Assignment: Every record below should be repeated exactly, with the pictures left out.

── The input

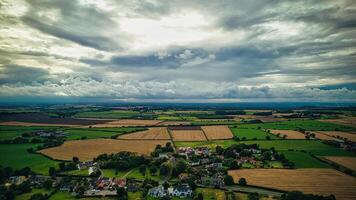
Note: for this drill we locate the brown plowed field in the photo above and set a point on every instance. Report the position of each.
(88, 149)
(217, 132)
(349, 136)
(188, 135)
(289, 133)
(349, 162)
(128, 122)
(311, 181)
(159, 133)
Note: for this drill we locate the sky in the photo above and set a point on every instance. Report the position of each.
(178, 50)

────

Completed task:
Note: for this drill we locate the brown plowed field in the photo above and set a point on every instance. Report the position of each.
(88, 149)
(217, 132)
(349, 136)
(188, 135)
(289, 133)
(349, 162)
(128, 122)
(311, 181)
(159, 133)
Note: for this drill we locate the sky in the photo above and set a point on every instance. Report the position of each.
(178, 50)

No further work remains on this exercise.